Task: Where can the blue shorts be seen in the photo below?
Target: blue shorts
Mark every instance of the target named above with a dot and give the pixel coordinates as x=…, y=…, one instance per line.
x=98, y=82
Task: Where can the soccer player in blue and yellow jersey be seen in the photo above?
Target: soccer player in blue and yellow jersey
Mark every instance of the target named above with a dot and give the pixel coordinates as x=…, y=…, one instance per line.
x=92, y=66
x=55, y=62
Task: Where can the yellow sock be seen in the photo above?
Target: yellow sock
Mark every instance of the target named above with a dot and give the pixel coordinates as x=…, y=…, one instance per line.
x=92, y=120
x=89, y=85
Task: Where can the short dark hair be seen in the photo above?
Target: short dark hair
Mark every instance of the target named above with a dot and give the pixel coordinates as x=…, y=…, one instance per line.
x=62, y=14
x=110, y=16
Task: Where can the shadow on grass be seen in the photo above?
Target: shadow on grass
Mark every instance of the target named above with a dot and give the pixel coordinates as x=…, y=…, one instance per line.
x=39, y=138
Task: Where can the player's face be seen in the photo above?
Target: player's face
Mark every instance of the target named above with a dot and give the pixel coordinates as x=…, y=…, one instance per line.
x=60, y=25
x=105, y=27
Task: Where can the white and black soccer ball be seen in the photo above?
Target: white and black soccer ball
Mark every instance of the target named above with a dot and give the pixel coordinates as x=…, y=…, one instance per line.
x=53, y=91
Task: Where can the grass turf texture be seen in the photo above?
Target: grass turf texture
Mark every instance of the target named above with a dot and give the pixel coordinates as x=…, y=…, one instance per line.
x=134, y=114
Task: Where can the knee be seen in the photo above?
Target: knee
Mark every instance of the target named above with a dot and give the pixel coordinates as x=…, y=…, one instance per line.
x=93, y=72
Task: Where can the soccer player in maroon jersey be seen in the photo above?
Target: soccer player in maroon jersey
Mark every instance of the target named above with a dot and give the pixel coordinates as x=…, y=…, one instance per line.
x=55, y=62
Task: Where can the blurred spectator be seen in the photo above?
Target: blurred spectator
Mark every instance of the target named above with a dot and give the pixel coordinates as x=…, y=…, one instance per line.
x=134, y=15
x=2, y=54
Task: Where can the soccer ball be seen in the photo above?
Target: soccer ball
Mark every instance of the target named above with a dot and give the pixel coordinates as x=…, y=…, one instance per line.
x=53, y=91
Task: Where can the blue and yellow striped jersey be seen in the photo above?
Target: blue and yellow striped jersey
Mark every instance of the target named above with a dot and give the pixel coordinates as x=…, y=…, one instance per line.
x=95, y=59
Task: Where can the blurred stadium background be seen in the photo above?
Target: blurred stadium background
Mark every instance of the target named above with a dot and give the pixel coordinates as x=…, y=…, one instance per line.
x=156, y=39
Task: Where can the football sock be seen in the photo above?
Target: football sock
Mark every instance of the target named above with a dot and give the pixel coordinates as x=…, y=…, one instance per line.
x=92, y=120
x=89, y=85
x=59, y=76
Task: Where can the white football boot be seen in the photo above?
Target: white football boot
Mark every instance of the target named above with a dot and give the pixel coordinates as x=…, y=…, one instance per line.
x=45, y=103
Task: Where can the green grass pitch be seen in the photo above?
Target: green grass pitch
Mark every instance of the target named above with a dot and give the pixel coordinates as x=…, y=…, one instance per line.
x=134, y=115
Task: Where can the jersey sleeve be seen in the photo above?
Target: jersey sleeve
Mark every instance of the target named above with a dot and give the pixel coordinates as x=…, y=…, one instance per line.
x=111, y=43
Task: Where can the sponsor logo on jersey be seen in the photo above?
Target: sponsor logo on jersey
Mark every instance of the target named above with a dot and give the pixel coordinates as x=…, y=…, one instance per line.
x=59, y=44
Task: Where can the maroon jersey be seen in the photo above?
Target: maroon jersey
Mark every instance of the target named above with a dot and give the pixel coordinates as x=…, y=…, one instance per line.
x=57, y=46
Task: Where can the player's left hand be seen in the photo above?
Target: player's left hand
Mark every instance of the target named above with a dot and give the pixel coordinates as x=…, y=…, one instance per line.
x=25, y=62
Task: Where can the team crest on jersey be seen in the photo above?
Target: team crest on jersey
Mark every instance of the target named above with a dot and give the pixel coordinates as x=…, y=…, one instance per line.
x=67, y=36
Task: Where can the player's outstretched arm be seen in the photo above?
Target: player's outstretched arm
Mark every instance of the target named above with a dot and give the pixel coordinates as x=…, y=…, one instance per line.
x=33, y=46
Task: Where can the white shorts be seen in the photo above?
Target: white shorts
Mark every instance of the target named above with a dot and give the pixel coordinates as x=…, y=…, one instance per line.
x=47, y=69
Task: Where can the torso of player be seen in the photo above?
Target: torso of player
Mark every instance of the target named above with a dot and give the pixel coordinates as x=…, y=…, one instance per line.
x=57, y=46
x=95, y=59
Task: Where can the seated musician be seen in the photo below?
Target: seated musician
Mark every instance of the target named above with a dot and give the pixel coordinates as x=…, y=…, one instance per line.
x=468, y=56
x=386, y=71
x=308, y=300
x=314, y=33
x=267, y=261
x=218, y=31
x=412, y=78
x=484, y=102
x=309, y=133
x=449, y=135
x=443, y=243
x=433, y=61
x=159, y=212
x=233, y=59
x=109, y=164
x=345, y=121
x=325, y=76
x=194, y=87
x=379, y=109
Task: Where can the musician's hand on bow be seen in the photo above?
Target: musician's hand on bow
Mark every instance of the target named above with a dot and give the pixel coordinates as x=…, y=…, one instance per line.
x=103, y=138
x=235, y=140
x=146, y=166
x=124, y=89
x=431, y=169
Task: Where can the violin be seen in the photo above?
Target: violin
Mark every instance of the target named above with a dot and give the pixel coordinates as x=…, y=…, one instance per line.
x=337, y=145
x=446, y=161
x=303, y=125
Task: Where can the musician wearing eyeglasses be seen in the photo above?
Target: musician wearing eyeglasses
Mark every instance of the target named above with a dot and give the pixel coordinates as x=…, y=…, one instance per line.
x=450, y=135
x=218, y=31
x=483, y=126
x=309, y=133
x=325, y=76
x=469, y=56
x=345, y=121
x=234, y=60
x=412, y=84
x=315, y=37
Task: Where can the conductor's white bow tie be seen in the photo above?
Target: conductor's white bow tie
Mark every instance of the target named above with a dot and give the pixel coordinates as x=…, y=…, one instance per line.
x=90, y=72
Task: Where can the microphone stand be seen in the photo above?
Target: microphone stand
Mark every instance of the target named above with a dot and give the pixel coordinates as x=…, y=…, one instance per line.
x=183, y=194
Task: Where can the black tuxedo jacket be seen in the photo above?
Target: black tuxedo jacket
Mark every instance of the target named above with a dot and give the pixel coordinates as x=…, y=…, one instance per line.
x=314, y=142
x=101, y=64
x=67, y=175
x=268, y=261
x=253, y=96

##########

◆ Exercise details ◆
Send back exactly the lines of the listing above starting at the one with "Target: torso of player" and ending at the one with "Target: violin", inclusive, and no others.

◆ Response for this exercise ◆
Target: torso of player
Mark every instance of the target named above with a dot and give the pixel coordinates as x=…, y=…, one instance per line.
x=57, y=46
x=95, y=59
Task: Where can the seated musician be seen in the photo below?
Target: seated musician
Mark every instance of the target named above with a dot and give the pixel coordinates as x=…, y=…, one instance per line.
x=468, y=56
x=386, y=71
x=308, y=300
x=314, y=33
x=267, y=261
x=218, y=31
x=412, y=78
x=484, y=102
x=309, y=133
x=449, y=135
x=443, y=243
x=433, y=61
x=159, y=212
x=233, y=59
x=109, y=164
x=345, y=121
x=325, y=76
x=194, y=87
x=379, y=109
Task: Where can the musician's hand on bow be seen in the photo above?
Target: musician's hand on bow
Mark every instance of the target named above with a dot and give the pixel coordinates as x=…, y=…, one instance per line.
x=103, y=138
x=235, y=140
x=146, y=166
x=124, y=89
x=431, y=169
Task: Where can the violin be seen in the photo above?
Target: violin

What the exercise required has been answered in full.